>> start Data shown

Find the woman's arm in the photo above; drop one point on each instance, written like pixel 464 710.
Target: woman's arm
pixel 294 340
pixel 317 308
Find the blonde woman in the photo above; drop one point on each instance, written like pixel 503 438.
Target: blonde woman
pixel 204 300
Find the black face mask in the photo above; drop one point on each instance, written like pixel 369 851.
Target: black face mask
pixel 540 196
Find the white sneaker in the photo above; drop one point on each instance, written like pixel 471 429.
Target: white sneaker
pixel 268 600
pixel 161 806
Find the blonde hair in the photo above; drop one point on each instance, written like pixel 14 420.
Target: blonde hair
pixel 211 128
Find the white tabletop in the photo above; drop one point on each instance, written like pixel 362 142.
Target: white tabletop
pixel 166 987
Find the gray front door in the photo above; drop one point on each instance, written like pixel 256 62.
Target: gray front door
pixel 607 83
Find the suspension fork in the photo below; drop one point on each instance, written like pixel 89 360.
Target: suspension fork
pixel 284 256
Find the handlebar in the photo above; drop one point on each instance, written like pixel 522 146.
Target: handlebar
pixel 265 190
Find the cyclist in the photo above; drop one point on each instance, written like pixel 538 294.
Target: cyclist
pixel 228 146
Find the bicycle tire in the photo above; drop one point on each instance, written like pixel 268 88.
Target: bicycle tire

>> end Data shown

Exercise description: Output every line of the rows above as a numbered list, omitting any blank lines.

Reply:
1. Find the woman's arm in the photo above; drop one point on each instance, written like pixel 464 710.
2. Target: woman's arm
3. pixel 294 340
4. pixel 317 308
5. Find the blonde woman in the photo above; drop one point on each instance, written like pixel 503 438.
6. Target: blonde woman
7. pixel 204 300
8. Find the black face mask in the photo above; drop one point on each instance, written like pixel 369 851.
9. Target: black face mask
10. pixel 540 196
11. Find the white sneaker in the photo above; drop one point on each instance, written like pixel 471 429.
12. Target: white sneaker
13. pixel 268 600
14. pixel 161 806
15. Find the blonde hair in the photo above; drop one point on each instance, written like pixel 14 420.
16. Target: blonde hair
17. pixel 211 128
18. Find the white tabletop in the photo above; drop one point on each instance, written like pixel 362 142.
19. Target: white tabletop
20. pixel 166 987
21. Find the gray front door in the photo above; drop one point on each instance, written like pixel 256 62.
22. Target: gray front door
23. pixel 607 83
24. Find the suspension fork in the photo below; drop one point on each instance, written like pixel 89 360.
25. Target: suspension fork
26. pixel 284 256
27. Find the handlebar in the photo above; drop one point on each instance, written like pixel 522 146.
28. Target: handlebar
29. pixel 265 190
30. Find the cyclist in the photo above; drop one point on each instance, written like pixel 538 294.
31. Target: cyclist
32. pixel 228 146
33. Find the bicycle tire in the photo above; drop one point on each instance, written like pixel 268 88.
34. Target: bicycle tire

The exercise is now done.